TASK GOAL:
Collect every line in the entries below that contains the string "building". Case counts, so uppercase and lowercase letters don't match each other.

PROVIDED MATERIAL:
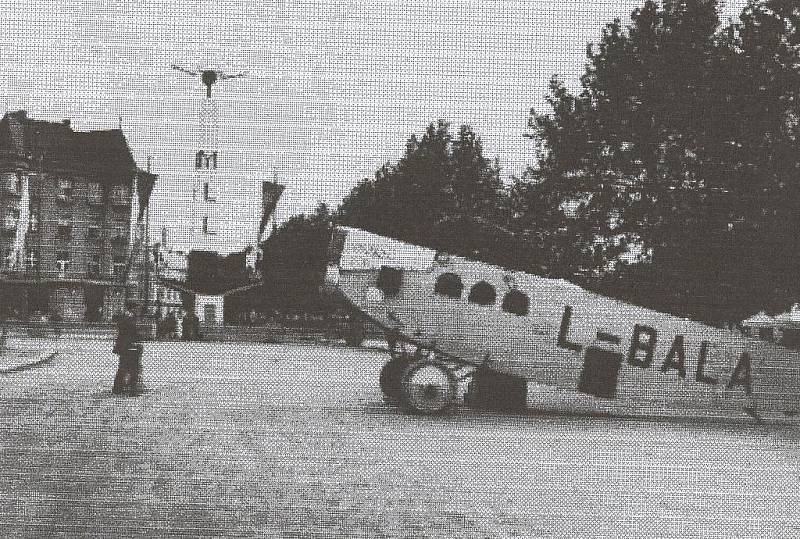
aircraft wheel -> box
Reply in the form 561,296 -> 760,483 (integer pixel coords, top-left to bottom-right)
400,360 -> 458,415
380,355 -> 414,402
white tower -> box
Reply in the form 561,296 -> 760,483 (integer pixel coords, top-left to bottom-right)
171,65 -> 244,251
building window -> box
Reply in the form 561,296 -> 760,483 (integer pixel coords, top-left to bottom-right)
111,185 -> 131,204
25,249 -> 39,271
503,290 -> 529,316
375,266 -> 403,298
56,251 -> 70,279
3,207 -> 19,230
434,273 -> 464,299
28,204 -> 39,232
56,221 -> 72,241
113,209 -> 129,223
469,281 -> 497,305
111,226 -> 128,243
86,182 -> 103,204
87,255 -> 100,279
114,256 -> 125,281
56,178 -> 75,203
0,248 -> 14,269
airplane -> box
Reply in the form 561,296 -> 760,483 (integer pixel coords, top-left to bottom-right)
324,226 -> 800,423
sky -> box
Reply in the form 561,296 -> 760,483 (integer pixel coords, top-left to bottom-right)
0,0 -> 746,251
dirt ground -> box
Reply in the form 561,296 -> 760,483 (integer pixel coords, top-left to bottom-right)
0,340 -> 800,537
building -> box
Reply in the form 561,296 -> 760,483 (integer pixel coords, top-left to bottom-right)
0,111 -> 157,321
145,66 -> 284,325
740,303 -> 800,348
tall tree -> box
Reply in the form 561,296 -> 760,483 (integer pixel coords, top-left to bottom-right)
519,0 -> 800,321
339,120 -> 505,251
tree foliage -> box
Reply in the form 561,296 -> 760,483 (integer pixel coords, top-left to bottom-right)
339,120 -> 506,266
262,204 -> 332,311
515,0 -> 800,321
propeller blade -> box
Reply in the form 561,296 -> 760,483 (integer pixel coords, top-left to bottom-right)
169,64 -> 199,77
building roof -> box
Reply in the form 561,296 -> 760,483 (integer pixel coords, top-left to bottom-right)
0,110 -> 136,183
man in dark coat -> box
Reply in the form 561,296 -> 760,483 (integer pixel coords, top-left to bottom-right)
111,302 -> 142,394
183,309 -> 200,341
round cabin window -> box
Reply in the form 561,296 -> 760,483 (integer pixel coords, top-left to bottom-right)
503,290 -> 529,316
433,273 -> 464,299
469,281 -> 497,305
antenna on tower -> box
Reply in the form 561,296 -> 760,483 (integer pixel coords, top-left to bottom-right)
169,64 -> 247,99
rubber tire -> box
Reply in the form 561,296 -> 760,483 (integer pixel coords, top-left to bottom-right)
400,359 -> 458,415
380,356 -> 414,403
344,321 -> 367,347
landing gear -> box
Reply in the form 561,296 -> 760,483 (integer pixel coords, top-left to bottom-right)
380,333 -> 462,415
400,359 -> 458,415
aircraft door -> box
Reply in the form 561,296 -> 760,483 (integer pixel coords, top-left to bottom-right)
578,331 -> 622,399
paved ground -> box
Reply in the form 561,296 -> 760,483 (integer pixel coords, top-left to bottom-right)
0,340 -> 800,537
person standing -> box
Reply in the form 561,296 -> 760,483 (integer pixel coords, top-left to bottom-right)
111,302 -> 142,395
173,309 -> 184,340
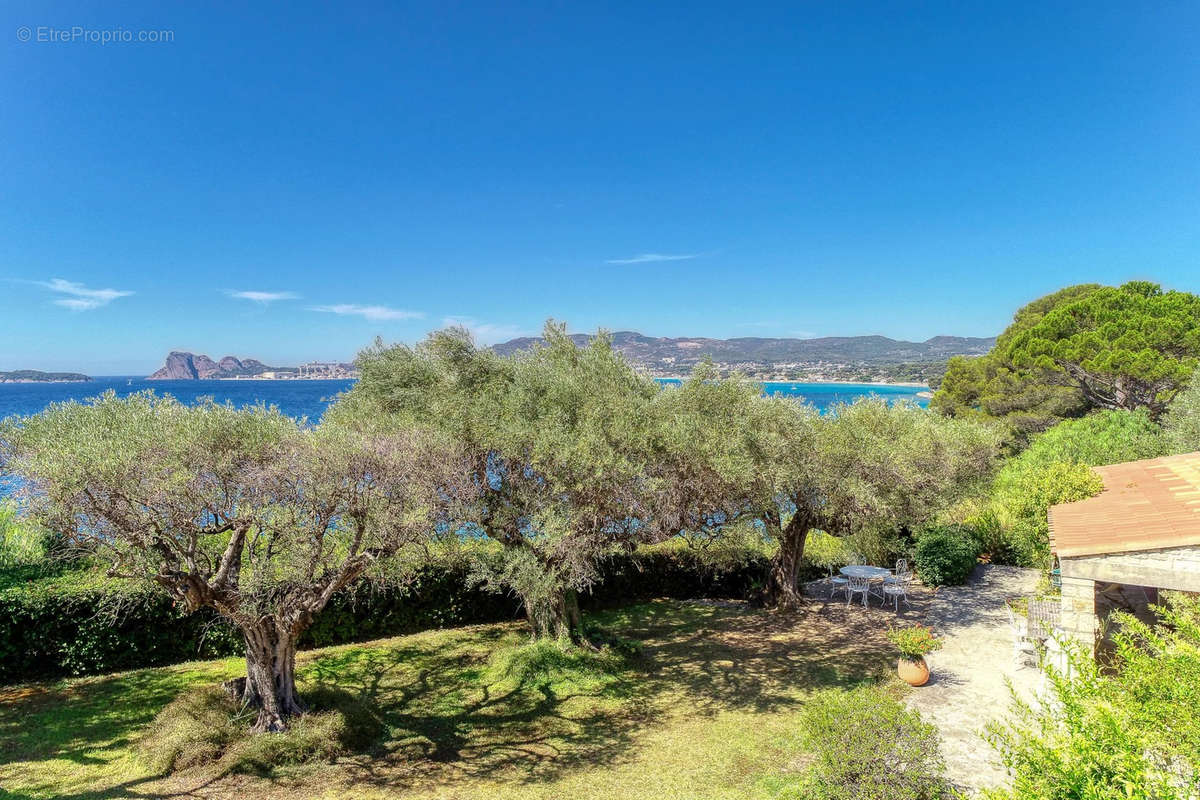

OUTPUT OF THE EXERCISE:
building window -> box
building -> box
building roof -> box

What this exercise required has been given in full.